§ **課題 A**: 展覧会レポートによると、北見隆さんの今回の作品の多くは、銅版画のように見えて実際にはどのような版画ですか。
§ **課題 B**: 展覧会レポートの本文を、最後の文のあとから書き継いでください。

自然光がいっぱい入るYUIでの展示では、いつも作品が重くならない様に注意しています。また老人界に本格デビューした自分の体力も考えて、今回は軽快な感じの版画展を計画したのですが、性格上集中すると、ついつい作り込んでしまい、重ったるい作品になってしまいます。そんなバランスをあっちこっちとりながら生まれたのが、今回の作品たちです。
また会場に不在がちで、お会い出来なかった方々が大勢いらっしゃることが悔やまれます。これも「老人じゃあ仕方が無いな」とお許し下さい。深く感謝申し上げます。(北見隆氏より)
科学の研究室の様だったり、立派な書籍に囲まれた重厚な学者の書斎風?はたまた錬金術師の一室か・・・。北見隆さんのアトリエは、きっとそんな不思議な空気感に溢れているのでは、と想像致します。
そして部屋には、銅版画の腐食液や、古文書の懐かしい黴臭い匂いも・・・・。
と、書いて参りましたが、今回の北見隆さんの作品は銅版画の様に思える作品が多いのですが、実は塩化ビニール等の樹脂板を使ったドライポイント版画で、銅版画に比べ制作に費やす労力を節約できるそうなのです。
そのように説明されますと、その独特の風合いからは従来のエッチング等と異なり独特な新たな表情を感じ取る事ができ、そういう事だったのか!と、しばし納得いたしました。
「銅版画の腐食液の匂い」は、ただの想像に過ぎませんでした!
北見さんの作品には、絵の具以外に画面を構成する古紙や金属や石ころや植物、時には流木等、数々のマテリアルが必要です。整理に必要な抽出しも不思議なアトリエにきっと素敵に存在する事でしょう。
北見さんがずっと培われて来た作品様式の画面に、それらの素材たちがそっと参加して個々の作品を完成させるかの様です。
北見隆さんの作品は完成度高く、全てに渡りサービス精神に満ちていて感動的でした。人々を楽しませたりする事って本当に大事な事に思います。
また、楽しさや面白さといった世界観と共にシリアスな美しさをも包含した視野へと繋がる作品も多く、その尊さに頭の下がる思いが致しました。
制約のない表現の中でも、そういった領域まで共有の感覚をもたらしてくれる作品は、そうはないのでは、と思うのです。
ずっと第一線を走り続けておられる北見隆さんの個展を振り返って見て、あらためて感謝を申し上げたいと思います。(スペースユイ 木村)
http://old.spaceyui.com/schedule/kitami_takashi2022.html
昨年の三月に初個展を開催した藤本巧さんが、二度目の個展「Roots」を開催致しましたが、若いエネルギーの成長の大きさに驚いております。
強いインパクトが特徴という作品ではないと感じますが、展示を見られる人々の心をじわじわと捉える力が伝わって参ります。
藤本さんの今回の絵のモチーフとしては、和のアンティーク風な美しく絵付けされた器や壺などの陶器が多く描かれました。
古伊万里など日本の伝統美溢れる工芸文化を、藤本さんカラーにフレッシュに、オリジナルな感覚のイラストレーションとして仕上げました。
それらの作品画面の微妙な色使いのハーモニーは、柔らかな印象でありながらメリハリも感じられる、積み重ねられた研究の成果がうかがわれるものでした。

セグメンテーション用データセットのレコード
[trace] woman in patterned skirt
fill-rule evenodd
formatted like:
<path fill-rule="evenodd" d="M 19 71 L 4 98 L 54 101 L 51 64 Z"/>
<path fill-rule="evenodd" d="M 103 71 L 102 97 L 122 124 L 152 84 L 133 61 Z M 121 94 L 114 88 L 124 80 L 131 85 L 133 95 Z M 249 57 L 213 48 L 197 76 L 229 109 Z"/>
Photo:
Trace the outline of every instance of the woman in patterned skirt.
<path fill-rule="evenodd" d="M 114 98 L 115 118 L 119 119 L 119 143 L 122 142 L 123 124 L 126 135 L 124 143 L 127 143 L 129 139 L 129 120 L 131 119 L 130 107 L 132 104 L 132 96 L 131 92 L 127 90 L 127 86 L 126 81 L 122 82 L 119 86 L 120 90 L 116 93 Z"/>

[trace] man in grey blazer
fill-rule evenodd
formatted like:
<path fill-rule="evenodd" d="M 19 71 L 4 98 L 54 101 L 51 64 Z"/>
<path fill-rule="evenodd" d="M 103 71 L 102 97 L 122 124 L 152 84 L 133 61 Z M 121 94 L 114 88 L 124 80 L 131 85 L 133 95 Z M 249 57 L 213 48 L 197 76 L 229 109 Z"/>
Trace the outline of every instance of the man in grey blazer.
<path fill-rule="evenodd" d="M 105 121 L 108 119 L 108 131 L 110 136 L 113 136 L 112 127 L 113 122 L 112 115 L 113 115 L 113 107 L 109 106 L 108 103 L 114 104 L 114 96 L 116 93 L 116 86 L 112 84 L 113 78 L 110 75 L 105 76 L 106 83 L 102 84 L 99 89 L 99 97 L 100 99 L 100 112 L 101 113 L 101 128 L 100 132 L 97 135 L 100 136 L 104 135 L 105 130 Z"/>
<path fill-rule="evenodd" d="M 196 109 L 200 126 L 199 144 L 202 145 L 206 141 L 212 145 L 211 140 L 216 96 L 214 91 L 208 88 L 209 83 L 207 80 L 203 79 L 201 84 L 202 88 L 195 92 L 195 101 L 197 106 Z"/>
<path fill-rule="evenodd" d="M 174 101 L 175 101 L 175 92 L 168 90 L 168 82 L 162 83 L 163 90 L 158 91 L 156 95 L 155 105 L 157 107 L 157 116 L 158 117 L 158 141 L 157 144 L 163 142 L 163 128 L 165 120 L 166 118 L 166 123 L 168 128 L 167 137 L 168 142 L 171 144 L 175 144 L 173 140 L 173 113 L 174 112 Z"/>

§ **結果 A**: 塩化ビニール等の樹脂板を使ったドライポイント版画です。

§ **結果 B**:
作品を創造するという行為は、自分自身が感じる空気感や社会、ひいては宇宙、そして多くの人々へとアンテナを張り巡らせ、キャッチするものを咀嚼し、解釈し、そして表現への行程へと繋がっていくのではと想像致します。
藤本さんの場合、日常を生きていて得る創造的な感覚の全てをイラストレーション制作へと投影させているのではないかとさえ感じられます。何かを説明したり考えを主張したりする以前に、ヴィジュアライズさせる事へと集約されている様な・・・。
扱いがたいへん難しい画材、顔彩の筆使いも自由にのびのびと描かれていて、作品を見られた多くの方々が楽しんでくださいました。
そして今回の作品創作の技術的側面の向上も目覚ましく、不思議な方法で、自然に下地の色が浮かび上がって見えるという技を修得された様に感じられました。
http://old.spaceyui.com/schedule/takumifujimoto_2022.html
待望の、南伸坊さんのイラストレーション展が開催されました。
思わず心が緩む作品ばかりが展示され、さらっとした描きぶりの奥から感じられる見事なエンターテイメント性に、私たちは心から楽しませて頂きました。
ご本人かと見紛う様な本人術(顔芸?)、軽妙なエッセイや編集etc.・・・と、イラストレーターの枠を飛び越えてご活躍の南伸坊さんの大きな才能は、私たちをほんわかと、そして時にはスパイシーに笑顔へと導いて下さいます。
本当に久しぶりな南さんの個展は、終了してしまうのが惜しまれるものでした。
今回は、南さんからお寄せ頂いた原稿をそのまま掲載させて頂きましたので、ぜひご覧下さい。
http://old.spaceyui.com/schedule/minamisinbo_2022.html
2022年夏も、宮本崇輝さんのガラス作品の季節がやって来る!というくらいに宮本さんの作品が皆様に浸透してまいりました。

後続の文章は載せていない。